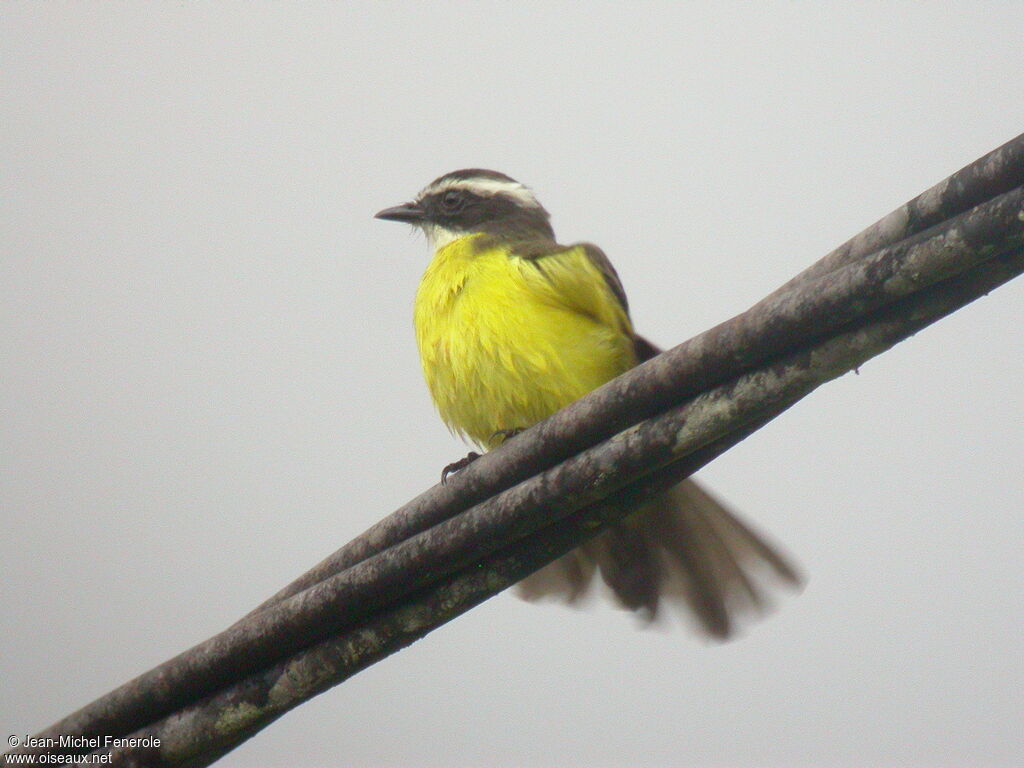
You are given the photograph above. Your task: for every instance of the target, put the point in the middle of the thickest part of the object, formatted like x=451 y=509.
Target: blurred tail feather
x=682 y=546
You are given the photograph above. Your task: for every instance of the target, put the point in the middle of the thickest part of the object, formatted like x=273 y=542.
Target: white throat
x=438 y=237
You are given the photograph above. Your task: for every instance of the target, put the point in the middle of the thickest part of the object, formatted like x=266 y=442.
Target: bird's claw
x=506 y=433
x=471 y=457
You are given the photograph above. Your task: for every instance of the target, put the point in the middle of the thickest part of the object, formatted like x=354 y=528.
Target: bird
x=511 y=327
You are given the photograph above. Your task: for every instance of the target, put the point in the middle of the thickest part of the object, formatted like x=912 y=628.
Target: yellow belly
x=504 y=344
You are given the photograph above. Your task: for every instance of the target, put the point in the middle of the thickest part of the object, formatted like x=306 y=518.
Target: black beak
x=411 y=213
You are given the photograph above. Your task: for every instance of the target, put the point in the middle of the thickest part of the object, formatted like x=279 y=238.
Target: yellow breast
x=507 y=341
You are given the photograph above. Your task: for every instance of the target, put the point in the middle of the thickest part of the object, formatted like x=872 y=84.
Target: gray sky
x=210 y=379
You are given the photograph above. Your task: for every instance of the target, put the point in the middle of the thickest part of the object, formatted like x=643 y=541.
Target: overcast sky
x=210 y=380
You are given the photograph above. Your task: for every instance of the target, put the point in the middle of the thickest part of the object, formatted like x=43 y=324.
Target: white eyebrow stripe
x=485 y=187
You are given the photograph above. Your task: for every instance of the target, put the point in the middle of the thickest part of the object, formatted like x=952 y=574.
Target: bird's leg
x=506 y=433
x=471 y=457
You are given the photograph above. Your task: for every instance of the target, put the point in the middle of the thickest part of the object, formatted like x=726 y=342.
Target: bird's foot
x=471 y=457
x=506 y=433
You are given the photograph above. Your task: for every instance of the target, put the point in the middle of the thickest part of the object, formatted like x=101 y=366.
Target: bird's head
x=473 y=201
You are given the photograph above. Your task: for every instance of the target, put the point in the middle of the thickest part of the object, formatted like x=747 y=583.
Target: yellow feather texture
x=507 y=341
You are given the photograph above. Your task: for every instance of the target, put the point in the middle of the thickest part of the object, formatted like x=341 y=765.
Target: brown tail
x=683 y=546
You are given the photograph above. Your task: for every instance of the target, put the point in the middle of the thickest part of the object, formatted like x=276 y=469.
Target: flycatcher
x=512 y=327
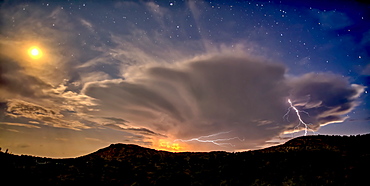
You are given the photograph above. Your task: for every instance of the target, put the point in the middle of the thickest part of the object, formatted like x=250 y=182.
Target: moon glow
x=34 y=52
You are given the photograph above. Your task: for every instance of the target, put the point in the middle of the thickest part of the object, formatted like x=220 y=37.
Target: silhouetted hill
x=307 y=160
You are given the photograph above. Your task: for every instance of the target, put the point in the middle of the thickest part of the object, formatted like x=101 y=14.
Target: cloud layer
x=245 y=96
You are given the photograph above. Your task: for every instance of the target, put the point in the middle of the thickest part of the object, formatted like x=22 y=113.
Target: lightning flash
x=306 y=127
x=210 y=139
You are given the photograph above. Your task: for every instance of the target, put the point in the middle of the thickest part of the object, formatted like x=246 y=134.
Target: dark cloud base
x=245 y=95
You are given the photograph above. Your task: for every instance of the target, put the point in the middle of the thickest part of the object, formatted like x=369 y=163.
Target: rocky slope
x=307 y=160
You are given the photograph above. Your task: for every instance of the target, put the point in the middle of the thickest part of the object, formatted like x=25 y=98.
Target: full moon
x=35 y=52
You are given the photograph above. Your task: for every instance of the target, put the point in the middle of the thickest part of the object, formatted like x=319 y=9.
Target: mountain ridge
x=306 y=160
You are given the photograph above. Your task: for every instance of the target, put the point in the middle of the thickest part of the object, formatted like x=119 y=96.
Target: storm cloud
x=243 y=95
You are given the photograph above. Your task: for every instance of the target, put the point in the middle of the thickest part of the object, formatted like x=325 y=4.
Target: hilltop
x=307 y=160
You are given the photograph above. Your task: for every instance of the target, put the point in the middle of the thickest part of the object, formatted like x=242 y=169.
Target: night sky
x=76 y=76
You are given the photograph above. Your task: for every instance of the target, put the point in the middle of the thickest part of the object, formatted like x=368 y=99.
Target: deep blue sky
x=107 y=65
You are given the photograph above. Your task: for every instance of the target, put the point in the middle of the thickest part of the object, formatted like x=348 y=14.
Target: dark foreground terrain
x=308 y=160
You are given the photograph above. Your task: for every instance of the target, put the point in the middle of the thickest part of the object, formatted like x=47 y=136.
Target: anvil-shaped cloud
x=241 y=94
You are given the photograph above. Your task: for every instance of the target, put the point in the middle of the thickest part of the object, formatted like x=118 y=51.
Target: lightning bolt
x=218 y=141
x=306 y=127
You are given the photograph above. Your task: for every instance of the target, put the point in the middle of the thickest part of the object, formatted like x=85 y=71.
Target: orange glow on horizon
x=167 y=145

* * *

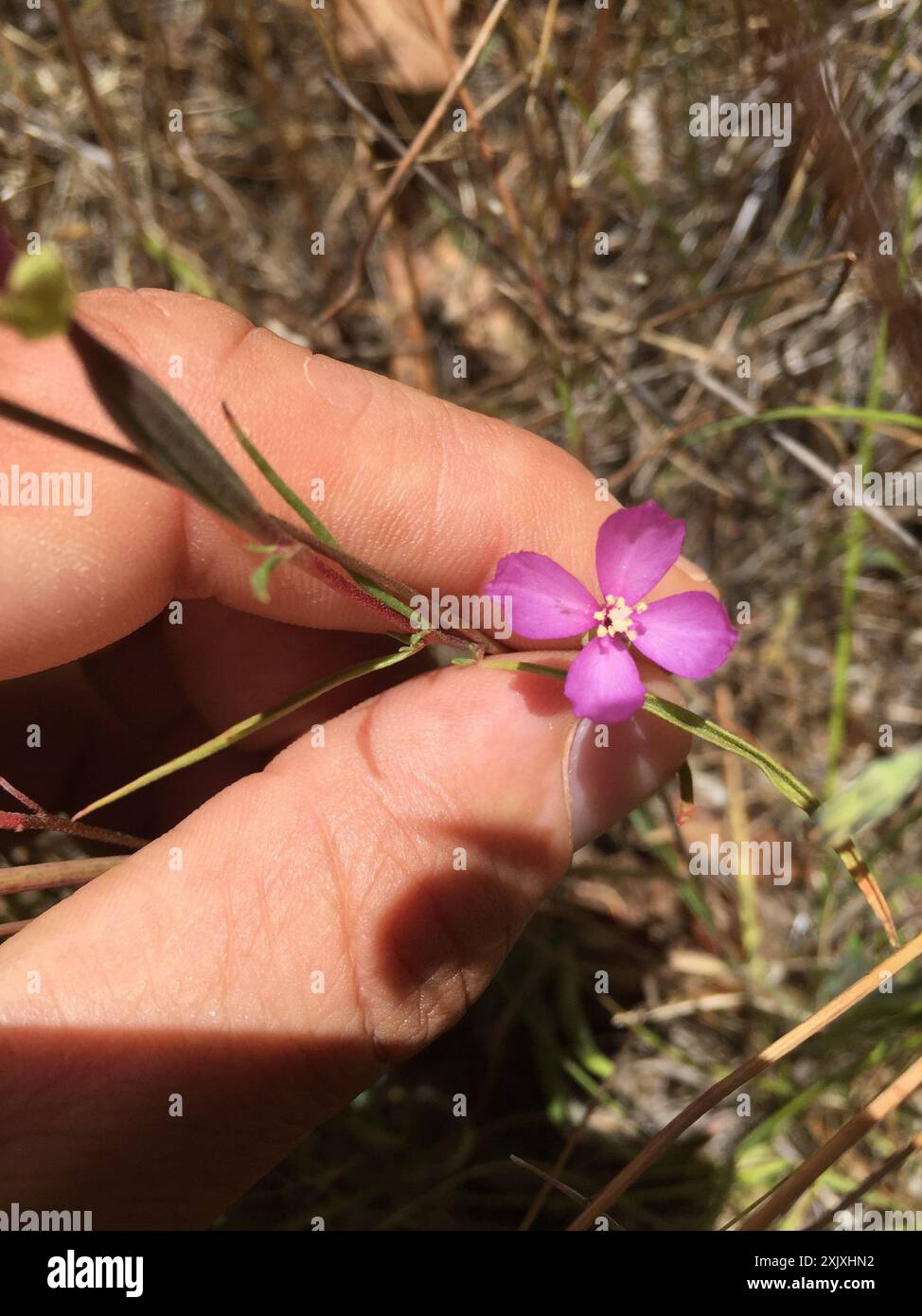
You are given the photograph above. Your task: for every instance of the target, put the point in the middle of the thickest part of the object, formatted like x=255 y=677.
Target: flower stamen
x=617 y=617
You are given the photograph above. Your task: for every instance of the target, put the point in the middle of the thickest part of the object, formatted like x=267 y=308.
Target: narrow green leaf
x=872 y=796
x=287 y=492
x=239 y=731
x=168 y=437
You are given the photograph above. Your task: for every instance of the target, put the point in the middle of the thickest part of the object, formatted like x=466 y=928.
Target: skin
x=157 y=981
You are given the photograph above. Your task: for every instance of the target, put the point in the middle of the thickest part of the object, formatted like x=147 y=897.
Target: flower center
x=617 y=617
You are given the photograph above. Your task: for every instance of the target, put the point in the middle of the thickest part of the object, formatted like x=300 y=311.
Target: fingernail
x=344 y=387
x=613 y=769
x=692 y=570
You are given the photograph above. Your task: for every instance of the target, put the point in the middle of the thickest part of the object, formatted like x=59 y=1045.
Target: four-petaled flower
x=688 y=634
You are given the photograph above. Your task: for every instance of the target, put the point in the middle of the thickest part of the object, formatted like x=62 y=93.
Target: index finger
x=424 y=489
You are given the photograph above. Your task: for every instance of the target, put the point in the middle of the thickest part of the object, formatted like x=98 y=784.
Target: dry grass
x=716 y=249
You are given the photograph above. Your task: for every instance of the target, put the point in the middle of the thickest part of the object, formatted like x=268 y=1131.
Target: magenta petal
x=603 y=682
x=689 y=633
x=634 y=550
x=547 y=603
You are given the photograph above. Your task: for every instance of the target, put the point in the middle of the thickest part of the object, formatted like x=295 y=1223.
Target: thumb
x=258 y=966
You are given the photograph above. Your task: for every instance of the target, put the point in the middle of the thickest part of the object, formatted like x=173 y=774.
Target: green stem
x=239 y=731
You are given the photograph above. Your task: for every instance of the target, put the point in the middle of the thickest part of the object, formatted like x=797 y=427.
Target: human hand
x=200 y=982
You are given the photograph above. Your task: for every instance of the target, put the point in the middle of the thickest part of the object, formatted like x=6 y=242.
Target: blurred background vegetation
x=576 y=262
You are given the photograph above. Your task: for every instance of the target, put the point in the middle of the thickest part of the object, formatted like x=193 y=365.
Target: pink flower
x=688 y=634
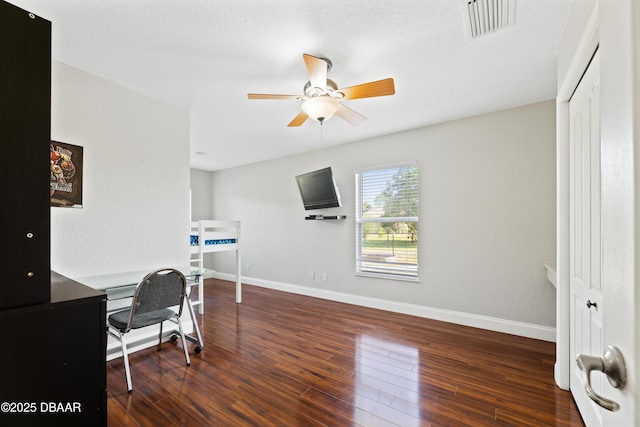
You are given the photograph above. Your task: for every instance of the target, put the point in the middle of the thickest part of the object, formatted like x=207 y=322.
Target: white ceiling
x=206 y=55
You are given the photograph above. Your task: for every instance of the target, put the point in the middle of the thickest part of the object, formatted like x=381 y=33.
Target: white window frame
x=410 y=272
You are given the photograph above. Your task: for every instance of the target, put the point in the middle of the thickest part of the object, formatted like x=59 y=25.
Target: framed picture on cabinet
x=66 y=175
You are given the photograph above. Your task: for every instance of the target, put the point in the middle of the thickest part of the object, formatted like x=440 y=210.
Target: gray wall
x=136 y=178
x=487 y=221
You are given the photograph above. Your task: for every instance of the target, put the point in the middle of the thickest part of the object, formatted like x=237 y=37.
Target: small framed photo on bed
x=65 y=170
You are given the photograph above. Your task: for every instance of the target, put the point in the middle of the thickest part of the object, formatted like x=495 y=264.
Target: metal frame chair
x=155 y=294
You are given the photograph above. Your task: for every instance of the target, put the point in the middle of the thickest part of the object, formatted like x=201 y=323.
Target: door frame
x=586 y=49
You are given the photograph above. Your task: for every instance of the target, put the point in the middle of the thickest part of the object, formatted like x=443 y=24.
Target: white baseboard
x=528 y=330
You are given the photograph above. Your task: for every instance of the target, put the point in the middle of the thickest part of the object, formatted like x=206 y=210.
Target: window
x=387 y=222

==

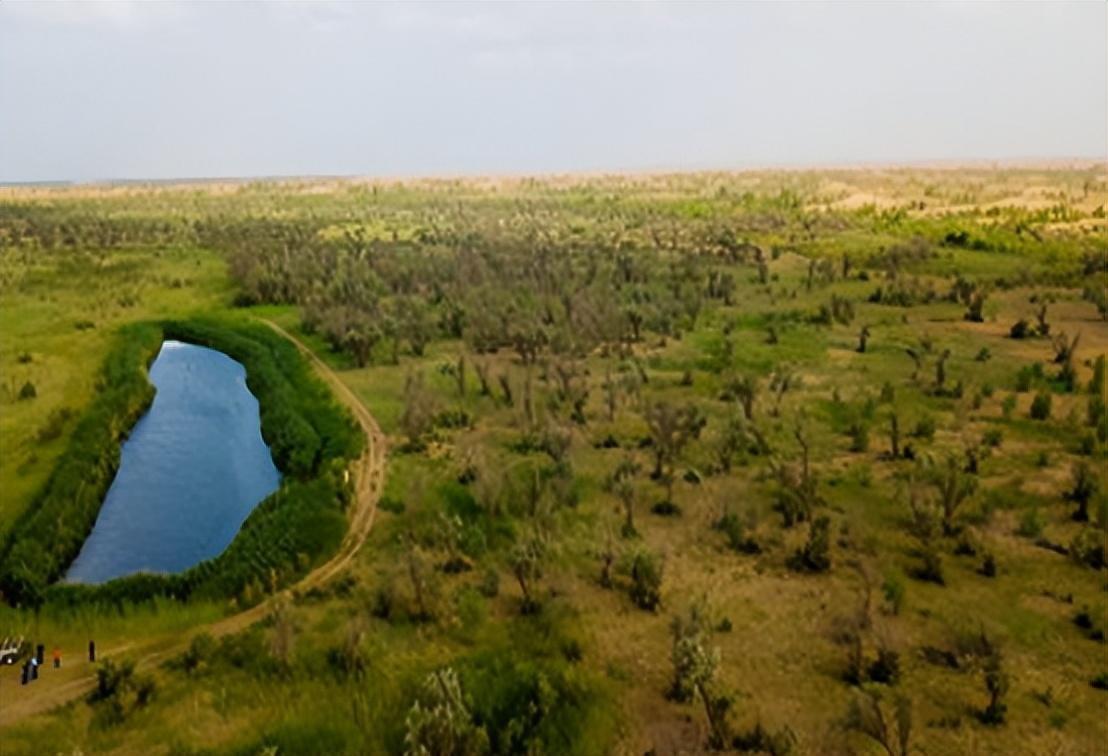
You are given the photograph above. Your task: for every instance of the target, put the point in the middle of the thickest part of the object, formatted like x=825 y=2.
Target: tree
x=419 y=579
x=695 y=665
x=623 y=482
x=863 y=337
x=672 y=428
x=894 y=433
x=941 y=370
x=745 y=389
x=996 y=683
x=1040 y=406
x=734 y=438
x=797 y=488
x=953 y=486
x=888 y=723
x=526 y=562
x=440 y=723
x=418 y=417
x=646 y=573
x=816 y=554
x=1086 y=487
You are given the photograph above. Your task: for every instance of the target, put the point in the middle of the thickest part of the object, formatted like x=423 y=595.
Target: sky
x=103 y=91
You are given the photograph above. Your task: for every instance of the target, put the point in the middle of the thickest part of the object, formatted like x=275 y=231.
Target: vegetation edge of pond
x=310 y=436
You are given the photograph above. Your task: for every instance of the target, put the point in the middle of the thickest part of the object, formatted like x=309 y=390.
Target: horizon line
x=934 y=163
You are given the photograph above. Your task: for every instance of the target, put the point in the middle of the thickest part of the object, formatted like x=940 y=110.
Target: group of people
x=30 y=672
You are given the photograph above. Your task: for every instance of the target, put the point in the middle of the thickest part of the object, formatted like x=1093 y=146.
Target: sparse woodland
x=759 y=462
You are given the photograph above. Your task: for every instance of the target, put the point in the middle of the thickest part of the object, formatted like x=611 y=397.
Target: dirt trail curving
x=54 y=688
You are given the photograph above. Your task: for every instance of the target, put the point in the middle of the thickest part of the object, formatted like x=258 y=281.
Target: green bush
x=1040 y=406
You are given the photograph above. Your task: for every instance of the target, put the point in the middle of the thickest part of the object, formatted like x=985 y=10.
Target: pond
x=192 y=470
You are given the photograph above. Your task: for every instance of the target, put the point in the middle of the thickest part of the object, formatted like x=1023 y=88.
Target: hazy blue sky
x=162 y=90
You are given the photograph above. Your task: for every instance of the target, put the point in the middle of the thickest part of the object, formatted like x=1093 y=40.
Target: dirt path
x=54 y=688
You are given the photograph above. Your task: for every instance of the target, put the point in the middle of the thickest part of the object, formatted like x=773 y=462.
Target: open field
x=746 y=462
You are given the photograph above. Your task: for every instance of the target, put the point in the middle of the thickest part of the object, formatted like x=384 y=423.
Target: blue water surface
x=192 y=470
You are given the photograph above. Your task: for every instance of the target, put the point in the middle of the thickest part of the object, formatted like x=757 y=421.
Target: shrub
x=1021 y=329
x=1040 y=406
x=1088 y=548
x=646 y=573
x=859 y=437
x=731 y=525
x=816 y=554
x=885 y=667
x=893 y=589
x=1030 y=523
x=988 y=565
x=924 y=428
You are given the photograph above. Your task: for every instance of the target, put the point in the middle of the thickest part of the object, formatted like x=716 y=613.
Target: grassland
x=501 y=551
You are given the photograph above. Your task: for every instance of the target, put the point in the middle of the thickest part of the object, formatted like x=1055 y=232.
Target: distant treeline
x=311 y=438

Directions
Retype the lines of the records above character for character, starting at the line that contains "like x=440 y=210." and stopping after the line that contains "x=487 y=221".

Task result
You are given the photograph above. Your task: for every instance of the target, put the point in the middle of the thickest part of the object, formatted like x=440 y=210.
Target: gray wall
x=136 y=178
x=487 y=221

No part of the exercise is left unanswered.